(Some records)
□ □ □ □ □ □ □

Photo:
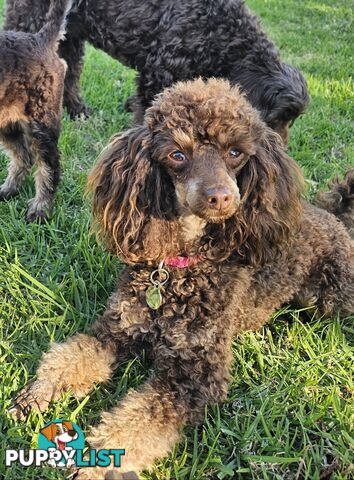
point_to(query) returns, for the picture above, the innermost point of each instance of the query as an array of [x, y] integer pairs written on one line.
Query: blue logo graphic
[[62, 439]]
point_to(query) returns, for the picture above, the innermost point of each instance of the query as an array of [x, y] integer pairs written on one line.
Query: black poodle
[[168, 41]]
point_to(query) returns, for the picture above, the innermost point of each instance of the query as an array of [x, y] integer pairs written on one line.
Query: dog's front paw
[[104, 474], [36, 395]]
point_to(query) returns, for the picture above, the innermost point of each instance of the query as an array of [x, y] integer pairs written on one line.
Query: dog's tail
[[54, 28], [340, 200]]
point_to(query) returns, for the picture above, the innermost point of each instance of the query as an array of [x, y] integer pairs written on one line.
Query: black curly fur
[[168, 41]]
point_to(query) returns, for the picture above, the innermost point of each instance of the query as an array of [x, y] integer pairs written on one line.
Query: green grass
[[290, 405]]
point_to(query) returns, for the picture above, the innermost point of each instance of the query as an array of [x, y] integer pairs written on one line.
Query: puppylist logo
[[61, 445]]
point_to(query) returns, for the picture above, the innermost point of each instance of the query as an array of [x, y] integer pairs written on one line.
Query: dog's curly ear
[[271, 186], [133, 198]]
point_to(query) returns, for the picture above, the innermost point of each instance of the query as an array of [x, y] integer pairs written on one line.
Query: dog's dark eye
[[178, 156], [234, 153]]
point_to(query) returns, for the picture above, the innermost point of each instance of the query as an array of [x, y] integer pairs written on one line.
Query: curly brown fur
[[31, 92], [203, 176], [167, 41]]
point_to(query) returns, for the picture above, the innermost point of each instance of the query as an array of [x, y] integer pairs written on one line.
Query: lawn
[[290, 406]]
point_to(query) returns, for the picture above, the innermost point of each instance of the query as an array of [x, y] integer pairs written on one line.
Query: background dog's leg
[[147, 423], [45, 142], [72, 50], [16, 143], [72, 366]]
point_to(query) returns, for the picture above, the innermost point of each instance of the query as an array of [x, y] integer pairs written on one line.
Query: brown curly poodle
[[31, 96], [204, 206]]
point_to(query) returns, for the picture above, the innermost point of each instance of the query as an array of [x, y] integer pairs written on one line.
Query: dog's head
[[278, 91], [205, 151]]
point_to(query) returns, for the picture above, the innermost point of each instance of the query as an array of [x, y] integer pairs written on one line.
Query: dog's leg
[[45, 142], [16, 143], [72, 50], [147, 423], [72, 366]]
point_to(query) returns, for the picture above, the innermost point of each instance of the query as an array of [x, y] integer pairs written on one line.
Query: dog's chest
[[192, 311]]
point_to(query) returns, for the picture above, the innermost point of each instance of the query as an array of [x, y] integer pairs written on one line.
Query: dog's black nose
[[219, 198]]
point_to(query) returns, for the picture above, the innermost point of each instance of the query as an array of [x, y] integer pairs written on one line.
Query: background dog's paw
[[35, 215], [78, 110], [6, 194], [36, 395], [91, 474]]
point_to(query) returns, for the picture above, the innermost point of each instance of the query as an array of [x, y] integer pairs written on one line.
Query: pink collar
[[182, 262]]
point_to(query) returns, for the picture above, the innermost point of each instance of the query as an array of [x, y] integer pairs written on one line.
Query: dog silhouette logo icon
[[62, 439]]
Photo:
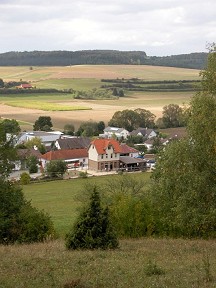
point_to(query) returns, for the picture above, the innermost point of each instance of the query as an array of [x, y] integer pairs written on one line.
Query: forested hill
[[66, 58]]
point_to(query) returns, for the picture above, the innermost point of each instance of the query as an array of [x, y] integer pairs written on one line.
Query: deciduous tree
[[184, 191], [43, 123]]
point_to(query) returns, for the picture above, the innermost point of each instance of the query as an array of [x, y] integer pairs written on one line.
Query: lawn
[[138, 263], [144, 262], [62, 199]]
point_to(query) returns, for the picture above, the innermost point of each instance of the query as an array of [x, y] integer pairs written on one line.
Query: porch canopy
[[132, 164]]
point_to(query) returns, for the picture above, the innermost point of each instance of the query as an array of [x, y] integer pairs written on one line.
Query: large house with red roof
[[104, 155]]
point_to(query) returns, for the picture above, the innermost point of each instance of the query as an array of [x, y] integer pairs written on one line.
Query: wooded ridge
[[93, 57]]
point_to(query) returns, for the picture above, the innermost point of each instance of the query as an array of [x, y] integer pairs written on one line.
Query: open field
[[138, 263], [85, 77], [144, 262], [97, 72], [61, 199]]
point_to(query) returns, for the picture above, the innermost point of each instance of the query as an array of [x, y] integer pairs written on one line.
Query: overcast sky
[[158, 27]]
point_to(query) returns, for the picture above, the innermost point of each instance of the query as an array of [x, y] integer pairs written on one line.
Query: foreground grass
[[138, 263], [62, 199]]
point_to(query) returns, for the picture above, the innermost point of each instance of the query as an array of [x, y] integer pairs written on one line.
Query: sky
[[157, 27]]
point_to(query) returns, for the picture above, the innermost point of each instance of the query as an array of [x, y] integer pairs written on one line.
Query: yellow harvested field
[[101, 110], [98, 72]]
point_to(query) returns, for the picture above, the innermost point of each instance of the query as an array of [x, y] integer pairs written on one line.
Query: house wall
[[109, 155], [103, 165]]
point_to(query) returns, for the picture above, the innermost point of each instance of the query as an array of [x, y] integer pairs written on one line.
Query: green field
[[45, 106], [144, 262], [87, 77], [62, 198]]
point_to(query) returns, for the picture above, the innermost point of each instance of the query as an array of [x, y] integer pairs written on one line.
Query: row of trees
[[181, 202], [65, 58]]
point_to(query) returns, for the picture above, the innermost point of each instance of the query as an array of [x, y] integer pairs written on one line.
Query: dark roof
[[144, 131], [131, 160], [125, 149], [65, 154], [74, 143], [102, 144], [25, 153]]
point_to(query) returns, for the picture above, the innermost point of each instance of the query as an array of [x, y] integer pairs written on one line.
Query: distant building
[[104, 155], [145, 132], [25, 86], [72, 143], [74, 158], [111, 132]]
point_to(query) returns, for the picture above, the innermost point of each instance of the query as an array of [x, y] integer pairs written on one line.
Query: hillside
[[99, 57]]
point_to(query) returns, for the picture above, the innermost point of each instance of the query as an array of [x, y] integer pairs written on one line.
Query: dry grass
[[88, 76], [98, 72], [176, 263]]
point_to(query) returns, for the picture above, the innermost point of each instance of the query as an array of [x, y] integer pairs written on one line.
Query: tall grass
[[139, 263]]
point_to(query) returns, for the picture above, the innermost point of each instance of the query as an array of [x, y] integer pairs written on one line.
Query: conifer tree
[[93, 229]]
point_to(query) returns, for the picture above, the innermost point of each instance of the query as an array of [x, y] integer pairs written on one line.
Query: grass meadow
[[63, 199], [145, 262], [138, 263], [86, 77]]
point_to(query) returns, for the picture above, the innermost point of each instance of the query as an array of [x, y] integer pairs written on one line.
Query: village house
[[74, 158], [145, 132], [24, 86], [47, 138], [104, 155], [72, 143], [128, 151], [118, 133]]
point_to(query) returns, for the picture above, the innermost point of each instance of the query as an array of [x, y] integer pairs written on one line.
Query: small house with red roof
[[25, 86], [128, 151], [104, 155]]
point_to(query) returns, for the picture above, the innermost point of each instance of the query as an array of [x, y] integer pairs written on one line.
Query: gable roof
[[114, 129], [65, 154], [125, 149], [74, 143], [144, 131], [25, 153], [102, 144], [131, 160]]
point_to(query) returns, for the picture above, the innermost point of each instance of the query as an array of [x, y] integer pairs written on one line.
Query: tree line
[[97, 57], [179, 202]]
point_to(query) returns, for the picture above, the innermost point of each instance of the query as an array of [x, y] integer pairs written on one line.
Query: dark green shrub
[[93, 228], [56, 168], [25, 178]]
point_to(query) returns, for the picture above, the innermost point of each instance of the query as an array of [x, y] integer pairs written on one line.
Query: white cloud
[[160, 27]]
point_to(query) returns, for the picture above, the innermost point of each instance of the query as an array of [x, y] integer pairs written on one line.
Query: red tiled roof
[[65, 154], [25, 86], [127, 149], [102, 144]]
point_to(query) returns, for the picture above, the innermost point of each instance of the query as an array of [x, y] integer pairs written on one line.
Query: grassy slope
[[180, 263], [61, 199], [176, 262]]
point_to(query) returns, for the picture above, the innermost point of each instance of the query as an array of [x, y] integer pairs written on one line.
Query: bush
[[56, 168], [93, 229], [25, 178]]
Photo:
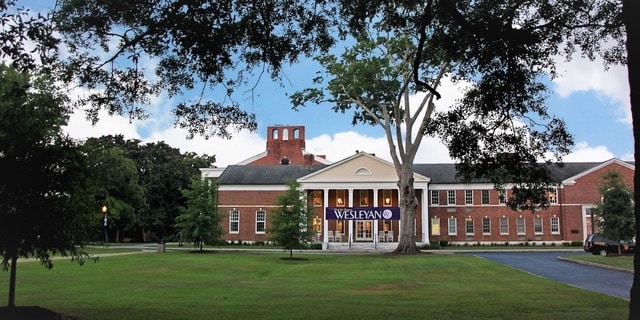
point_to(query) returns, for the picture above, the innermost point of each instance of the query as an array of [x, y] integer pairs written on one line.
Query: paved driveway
[[547, 265]]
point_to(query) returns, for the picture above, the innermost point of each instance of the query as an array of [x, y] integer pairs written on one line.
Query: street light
[[104, 223]]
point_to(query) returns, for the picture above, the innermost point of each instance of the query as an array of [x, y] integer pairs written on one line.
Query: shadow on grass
[[31, 313]]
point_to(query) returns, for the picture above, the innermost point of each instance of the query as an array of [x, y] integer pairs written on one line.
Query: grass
[[239, 285], [618, 261]]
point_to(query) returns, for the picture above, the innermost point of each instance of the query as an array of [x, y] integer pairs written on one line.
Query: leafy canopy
[[291, 220]]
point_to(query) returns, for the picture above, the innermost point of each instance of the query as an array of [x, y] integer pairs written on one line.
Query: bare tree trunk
[[408, 204], [12, 280], [632, 24]]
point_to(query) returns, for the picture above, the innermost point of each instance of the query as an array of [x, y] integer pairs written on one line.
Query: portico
[[356, 204]]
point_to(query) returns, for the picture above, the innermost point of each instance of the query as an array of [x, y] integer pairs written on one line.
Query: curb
[[597, 265]]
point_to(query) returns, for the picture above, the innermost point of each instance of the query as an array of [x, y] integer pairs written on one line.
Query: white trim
[[246, 187], [572, 180], [211, 172]]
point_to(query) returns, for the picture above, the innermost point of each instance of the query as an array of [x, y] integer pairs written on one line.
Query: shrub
[[577, 243]]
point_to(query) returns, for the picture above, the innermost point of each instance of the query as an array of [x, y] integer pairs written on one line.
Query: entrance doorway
[[364, 230]]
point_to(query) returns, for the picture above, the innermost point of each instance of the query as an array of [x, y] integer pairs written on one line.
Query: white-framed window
[[485, 197], [387, 199], [502, 196], [520, 226], [261, 221], [451, 197], [340, 198], [317, 198], [537, 225], [364, 198], [234, 221], [504, 226], [468, 197], [435, 226], [468, 226], [555, 225], [435, 197], [486, 226], [553, 195], [452, 225]]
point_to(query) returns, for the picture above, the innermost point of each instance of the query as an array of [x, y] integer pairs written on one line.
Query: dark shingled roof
[[446, 172], [272, 174], [438, 173]]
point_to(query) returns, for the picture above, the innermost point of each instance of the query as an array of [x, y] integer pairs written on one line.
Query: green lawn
[[239, 285], [618, 261]]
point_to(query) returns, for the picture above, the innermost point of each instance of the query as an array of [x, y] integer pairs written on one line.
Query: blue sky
[[593, 102]]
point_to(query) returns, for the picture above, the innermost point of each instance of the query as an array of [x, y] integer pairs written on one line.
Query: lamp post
[[104, 223]]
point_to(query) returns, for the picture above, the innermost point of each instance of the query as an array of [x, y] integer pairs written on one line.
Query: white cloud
[[581, 75], [79, 127], [243, 145], [344, 144], [585, 153]]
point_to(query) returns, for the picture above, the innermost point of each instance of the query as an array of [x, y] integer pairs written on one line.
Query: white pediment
[[359, 168]]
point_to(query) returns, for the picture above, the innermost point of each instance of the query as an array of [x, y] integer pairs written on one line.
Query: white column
[[425, 216], [325, 225], [375, 222], [350, 235]]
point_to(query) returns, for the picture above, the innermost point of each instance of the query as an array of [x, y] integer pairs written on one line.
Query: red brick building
[[365, 187]]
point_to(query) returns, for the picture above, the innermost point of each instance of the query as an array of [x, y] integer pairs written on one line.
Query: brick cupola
[[286, 145]]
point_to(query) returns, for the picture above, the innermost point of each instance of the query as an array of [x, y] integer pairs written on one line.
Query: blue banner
[[364, 213]]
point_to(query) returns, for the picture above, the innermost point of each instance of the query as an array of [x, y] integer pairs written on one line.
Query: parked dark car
[[598, 244]]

□ □ □ □ □ □ □

EXERCISE BRIEF - Write out the lines above exactly as they appear, starting at the first line and ending with the line that contains "[[290, 405]]", with that line included. Leave out the pictures.

RESULT OF THIS TASK -
Photo:
point_to(query) returns, for the picture above, the innermost point of each instance of the query as an array of [x, y] integer pairs written on one line.
Query: blue logo graphic
[[62, 439]]
point_to(query) returns, for the picture above, the innermost point of each instance of the query as an array of [x, y] integer pairs written on one line.
Query: black poodle
[[168, 41]]
point_to(query) returns, for the picture above, the innermost point of each instance of the query as an array of [x, y] integer pairs written on one line.
Query: dog's front paw
[[104, 474], [36, 395]]
point_to(query) returns, for the picture above, the innermost point of each instance of the query as an array of [x, y] integer pairs written on one line.
Query: dog's tail
[[54, 28], [340, 200]]
point_to(query) returns, for the picture above, the innermost point of each instance of the query as an array of [x, y] integer pairs written on one line.
Query: black curly fur
[[168, 41]]
point_to(query) returns, for the picture above, the innermost point of each instance of the query as an array of [x, y] integer pairs written on one line.
Query: green grass
[[290, 405]]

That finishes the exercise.